• **Excerpt to read**:

My aim was to see if an electrostatic field within the biodiesel batch could help to attract impurities together into larger groups or clumps, to make filtration & separation more effective, efficient, faster.

I am using the GL 1 day process, whereby I remove methanol from the reacted batch and then filter out the soap. Sometimes the soap seems not to drop out of the batch as quickly as I would hope. Some people find the soap remains finely dispersed in the batch, especially if KOH is used as the reaction catalyst. This seems to make filtration less efficient.

I'm posting my early findings to encourage others to share in these experiments.

My test setup consists of a glass jar, into which I place 2 parallel metal plates, each 100mm x 30mm, spaced 30mm apart.

I fill the jar with de-meth'd unwashed biodiesel, with soaps still present. I used biodiesel made with NaOH for this test.

I then apply a DC voltage across the plates and note the effects.

• **Tasks for this exercise**:
[1] Translate this sentence from the biodiesel post into Spanish: "I used biodiesel made with NaOH for this test."
[2] Select every line of the entries below that contains the word "gravel", matching its case exactly.
The biodiesel post and the entries are unrelated material.

[Collected data]
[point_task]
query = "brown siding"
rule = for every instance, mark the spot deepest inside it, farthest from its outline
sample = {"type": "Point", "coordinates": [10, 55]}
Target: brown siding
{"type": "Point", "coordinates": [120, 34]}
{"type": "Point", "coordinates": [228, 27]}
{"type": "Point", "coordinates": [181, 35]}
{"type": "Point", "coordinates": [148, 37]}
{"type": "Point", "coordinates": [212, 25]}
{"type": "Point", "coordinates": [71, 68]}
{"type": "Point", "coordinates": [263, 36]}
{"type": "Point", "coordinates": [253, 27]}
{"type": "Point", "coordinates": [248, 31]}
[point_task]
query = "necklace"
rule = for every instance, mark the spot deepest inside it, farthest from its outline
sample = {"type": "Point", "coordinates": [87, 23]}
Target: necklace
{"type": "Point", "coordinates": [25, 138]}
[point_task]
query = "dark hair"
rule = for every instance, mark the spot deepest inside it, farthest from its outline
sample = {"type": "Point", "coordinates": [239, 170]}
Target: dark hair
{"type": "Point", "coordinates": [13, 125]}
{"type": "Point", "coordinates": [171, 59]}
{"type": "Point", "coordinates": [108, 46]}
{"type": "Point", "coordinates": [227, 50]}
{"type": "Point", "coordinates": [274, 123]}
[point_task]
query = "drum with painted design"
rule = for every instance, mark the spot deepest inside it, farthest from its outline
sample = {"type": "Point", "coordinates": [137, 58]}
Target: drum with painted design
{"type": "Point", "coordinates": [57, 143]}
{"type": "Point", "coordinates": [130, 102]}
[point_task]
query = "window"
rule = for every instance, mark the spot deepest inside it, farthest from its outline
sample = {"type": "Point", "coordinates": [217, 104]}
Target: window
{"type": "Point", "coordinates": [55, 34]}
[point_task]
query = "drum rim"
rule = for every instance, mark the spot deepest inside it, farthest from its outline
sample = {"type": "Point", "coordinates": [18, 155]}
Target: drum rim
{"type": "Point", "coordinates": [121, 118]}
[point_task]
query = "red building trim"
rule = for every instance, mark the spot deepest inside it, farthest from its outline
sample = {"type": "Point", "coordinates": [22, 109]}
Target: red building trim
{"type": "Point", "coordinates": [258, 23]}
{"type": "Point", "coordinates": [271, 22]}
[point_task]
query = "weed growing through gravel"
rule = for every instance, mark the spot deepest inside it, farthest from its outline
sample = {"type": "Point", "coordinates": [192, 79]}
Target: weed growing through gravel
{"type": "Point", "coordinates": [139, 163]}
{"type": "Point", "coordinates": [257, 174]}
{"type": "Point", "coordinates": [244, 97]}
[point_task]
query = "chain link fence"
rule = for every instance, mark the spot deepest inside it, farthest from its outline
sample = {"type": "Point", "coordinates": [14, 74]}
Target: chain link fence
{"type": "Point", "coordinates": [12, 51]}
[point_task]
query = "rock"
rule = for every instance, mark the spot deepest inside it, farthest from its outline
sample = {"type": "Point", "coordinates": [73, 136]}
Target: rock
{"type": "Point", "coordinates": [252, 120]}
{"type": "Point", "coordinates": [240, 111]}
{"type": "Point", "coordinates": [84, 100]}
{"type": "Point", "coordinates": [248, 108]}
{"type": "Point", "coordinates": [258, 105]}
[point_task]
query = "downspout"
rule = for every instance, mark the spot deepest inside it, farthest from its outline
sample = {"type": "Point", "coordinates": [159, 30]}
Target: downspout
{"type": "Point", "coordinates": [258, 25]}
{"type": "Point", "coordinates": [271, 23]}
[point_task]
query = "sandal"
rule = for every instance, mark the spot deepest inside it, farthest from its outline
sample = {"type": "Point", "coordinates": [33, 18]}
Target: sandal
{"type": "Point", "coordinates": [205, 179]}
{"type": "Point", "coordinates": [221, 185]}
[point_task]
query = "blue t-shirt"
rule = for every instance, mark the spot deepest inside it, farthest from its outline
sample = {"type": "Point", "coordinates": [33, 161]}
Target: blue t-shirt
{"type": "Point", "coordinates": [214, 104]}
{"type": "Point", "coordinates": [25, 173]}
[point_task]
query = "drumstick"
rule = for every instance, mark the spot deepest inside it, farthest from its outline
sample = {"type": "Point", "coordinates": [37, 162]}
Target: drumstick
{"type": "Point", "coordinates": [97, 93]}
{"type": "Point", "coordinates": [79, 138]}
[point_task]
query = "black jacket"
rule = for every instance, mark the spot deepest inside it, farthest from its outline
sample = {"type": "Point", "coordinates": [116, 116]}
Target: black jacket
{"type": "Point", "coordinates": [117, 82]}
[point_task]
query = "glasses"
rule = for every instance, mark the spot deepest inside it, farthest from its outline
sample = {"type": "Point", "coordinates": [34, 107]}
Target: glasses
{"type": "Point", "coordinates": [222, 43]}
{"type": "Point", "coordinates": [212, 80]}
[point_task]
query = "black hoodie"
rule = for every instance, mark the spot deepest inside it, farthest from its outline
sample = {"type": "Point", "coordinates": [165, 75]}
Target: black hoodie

• **Outputs for the tasks**:
[1] Para esta prueba usé biodiésel elaborado con NaOH.

[2]
query = "weed growing through gravel"
Target: weed growing through gravel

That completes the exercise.